◆ Information shown:
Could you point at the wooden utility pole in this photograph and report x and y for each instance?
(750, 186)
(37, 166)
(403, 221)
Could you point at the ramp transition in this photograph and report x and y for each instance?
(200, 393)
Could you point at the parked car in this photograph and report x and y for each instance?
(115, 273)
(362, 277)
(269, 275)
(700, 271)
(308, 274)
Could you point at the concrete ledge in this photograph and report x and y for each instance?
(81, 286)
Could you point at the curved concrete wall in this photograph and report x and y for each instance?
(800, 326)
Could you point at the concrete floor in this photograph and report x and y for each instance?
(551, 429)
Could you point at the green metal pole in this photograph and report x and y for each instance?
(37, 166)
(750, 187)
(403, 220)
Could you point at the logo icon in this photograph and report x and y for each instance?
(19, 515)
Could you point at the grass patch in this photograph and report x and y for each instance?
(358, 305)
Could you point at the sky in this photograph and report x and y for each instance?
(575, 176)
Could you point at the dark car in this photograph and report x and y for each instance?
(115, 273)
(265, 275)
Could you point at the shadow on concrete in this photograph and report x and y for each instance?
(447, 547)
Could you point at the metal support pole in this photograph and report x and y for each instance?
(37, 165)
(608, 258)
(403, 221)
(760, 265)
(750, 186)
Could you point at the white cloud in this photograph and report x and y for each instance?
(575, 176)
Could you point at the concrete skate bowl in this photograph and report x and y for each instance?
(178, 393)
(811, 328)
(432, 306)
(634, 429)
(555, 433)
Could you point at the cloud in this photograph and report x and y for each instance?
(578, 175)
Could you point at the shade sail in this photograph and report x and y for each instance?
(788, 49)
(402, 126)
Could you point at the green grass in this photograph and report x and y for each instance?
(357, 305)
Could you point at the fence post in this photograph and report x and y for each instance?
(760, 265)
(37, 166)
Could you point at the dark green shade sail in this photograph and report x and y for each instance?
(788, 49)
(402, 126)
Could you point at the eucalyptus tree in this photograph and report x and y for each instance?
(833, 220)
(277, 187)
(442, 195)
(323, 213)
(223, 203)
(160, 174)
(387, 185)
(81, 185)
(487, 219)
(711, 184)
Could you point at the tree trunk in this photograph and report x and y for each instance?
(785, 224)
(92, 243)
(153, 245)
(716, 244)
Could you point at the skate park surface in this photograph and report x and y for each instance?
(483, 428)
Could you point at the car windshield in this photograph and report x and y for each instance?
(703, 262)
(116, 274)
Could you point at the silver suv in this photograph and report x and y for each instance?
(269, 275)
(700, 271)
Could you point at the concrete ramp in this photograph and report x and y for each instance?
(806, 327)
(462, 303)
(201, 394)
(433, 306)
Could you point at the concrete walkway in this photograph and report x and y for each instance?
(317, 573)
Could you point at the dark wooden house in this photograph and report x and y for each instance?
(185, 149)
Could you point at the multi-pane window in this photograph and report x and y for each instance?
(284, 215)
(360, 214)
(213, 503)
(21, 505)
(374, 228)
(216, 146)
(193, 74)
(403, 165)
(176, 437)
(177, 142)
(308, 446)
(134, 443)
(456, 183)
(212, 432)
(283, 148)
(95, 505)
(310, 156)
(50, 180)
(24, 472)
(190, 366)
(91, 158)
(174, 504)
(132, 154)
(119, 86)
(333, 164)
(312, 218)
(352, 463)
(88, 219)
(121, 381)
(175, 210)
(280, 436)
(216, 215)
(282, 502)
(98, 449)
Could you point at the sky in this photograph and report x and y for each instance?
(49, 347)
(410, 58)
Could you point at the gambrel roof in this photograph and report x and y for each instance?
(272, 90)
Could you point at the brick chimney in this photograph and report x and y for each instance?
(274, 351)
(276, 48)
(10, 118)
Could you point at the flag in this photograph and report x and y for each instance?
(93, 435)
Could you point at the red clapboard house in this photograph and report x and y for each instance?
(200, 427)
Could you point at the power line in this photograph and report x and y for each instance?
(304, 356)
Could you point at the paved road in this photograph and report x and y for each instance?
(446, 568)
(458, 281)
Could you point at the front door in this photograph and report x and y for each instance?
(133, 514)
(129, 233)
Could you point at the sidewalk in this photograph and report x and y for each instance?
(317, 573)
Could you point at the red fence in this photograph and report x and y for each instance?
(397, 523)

◆ The problem: Please transcribe the whole listing exactly as it stands.

◆ Output below:
Could you point at the wooden utility pole in this photograph and report x and y for each instance?
(750, 186)
(37, 166)
(403, 221)
Could you point at the ramp transition in this photograph and report x and y for each instance?
(200, 393)
Could you point at the parked car in this photograph and report x and y for each instance?
(115, 273)
(362, 277)
(269, 275)
(700, 271)
(308, 274)
Could you point at the concrete ledge in this photograph and report x and y for each instance?
(81, 286)
Could you point at the curved concrete wall in this photograph and report x and y for each instance?
(800, 326)
Could you point at the concrete floor in this photograph and report x and y for each instance?
(551, 429)
Could you point at the green metal pole in this photograph and report x and y for each instance?
(37, 166)
(750, 187)
(403, 220)
Could you point at the logo icon in this photograph and report x and y for each instance?
(19, 515)
Could you point at the grass patch in this photograph and report x and y for each instance?
(358, 305)
Could you point at the sky in this photograph and report x and y for each instance?
(575, 176)
Could you point at the dark car in this photograph and report x and y for each instance?
(115, 273)
(265, 275)
Could you point at the shadow on concrete in this photograph and report x and y for each instance?
(447, 547)
Could you point at the metal support pole in this photograph and report x and y for each instance?
(37, 165)
(608, 258)
(403, 221)
(760, 265)
(750, 186)
Could you point at the white cloud in this photograph and report x and y for each instance?
(575, 176)
Could you point at the concrete skate bowl in this photograph and report x and y for each instance?
(178, 393)
(811, 328)
(432, 306)
(634, 429)
(555, 433)
Could you point at the cloud in this photograph and report x and y for each instance?
(578, 175)
Could you point at the shade sail in this photograph and report x and y for each instance?
(788, 49)
(402, 126)
Could you point at the green grass in this photograph and report x and y for each instance?
(357, 305)
Could you point at the fence post in this photograph and report x and y for each instance?
(760, 265)
(37, 166)
Could you point at the dark green shade sail in this photograph and report x and y for each instance?
(788, 49)
(402, 126)
Could you point at the eucalyptus tree in this photograph and report x and y for each instance?
(833, 220)
(277, 187)
(442, 195)
(323, 213)
(223, 203)
(160, 174)
(387, 185)
(81, 185)
(487, 219)
(711, 184)
Could you point at the tree trunk in this photograph and report x and y for each instance?
(785, 224)
(92, 243)
(153, 245)
(716, 244)
Could you point at the skate park surface in this photograph and report x and y for each instance?
(483, 428)
Could you point at the car windshield in this photograph and report x and y for each instance?
(703, 262)
(116, 274)
Could you point at the silver suv in this photograph and report x and y for each instance?
(269, 275)
(700, 271)
Could you point at the concrete ramp in this photograph and report x and y for each instance?
(806, 327)
(462, 303)
(201, 394)
(433, 306)
Could you point at the concrete walkway in this photograph and report x and y for each instance?
(317, 573)
Could you point at the dark wooden house in this photograph and report x and y for each instance?
(185, 149)
Could you point at the multi-pane window in this photograph and report x and y for each instance?
(284, 215)
(360, 214)
(213, 503)
(21, 505)
(374, 228)
(216, 146)
(193, 74)
(403, 165)
(176, 437)
(177, 142)
(308, 446)
(134, 443)
(456, 183)
(212, 432)
(283, 148)
(95, 505)
(310, 156)
(50, 180)
(24, 472)
(190, 366)
(91, 158)
(174, 504)
(132, 154)
(119, 86)
(333, 164)
(312, 218)
(352, 463)
(88, 219)
(121, 381)
(175, 210)
(280, 436)
(216, 215)
(282, 502)
(98, 449)
Could you point at the sky in this photograph and report x and y for each instance?
(49, 347)
(410, 58)
Could you point at the gambrel roof in this photograph and report x and y for each instance?
(272, 90)
Could you point at the brick chimney in this photograph and report x and y for each instance?
(274, 351)
(276, 48)
(10, 118)
Could you point at the flag in this photograph and report x and y for each instance?
(93, 435)
Could you point at the red clapboard house in this photograph and report x and y for each instance?
(200, 427)
Could you point at the power line in this photograph and report x and y for each instance?
(304, 356)
Could you point at the paved road in this photograph and report x and y for each instance?
(446, 568)
(458, 281)
Could you point at the front door in this photograph and report x and y for each instance?
(133, 514)
(129, 233)
Could you point at the sidewalk in this photograph and report x and y for each instance?
(317, 573)
Could you point at the red fence in this photograph and report x and y for each instance?
(397, 523)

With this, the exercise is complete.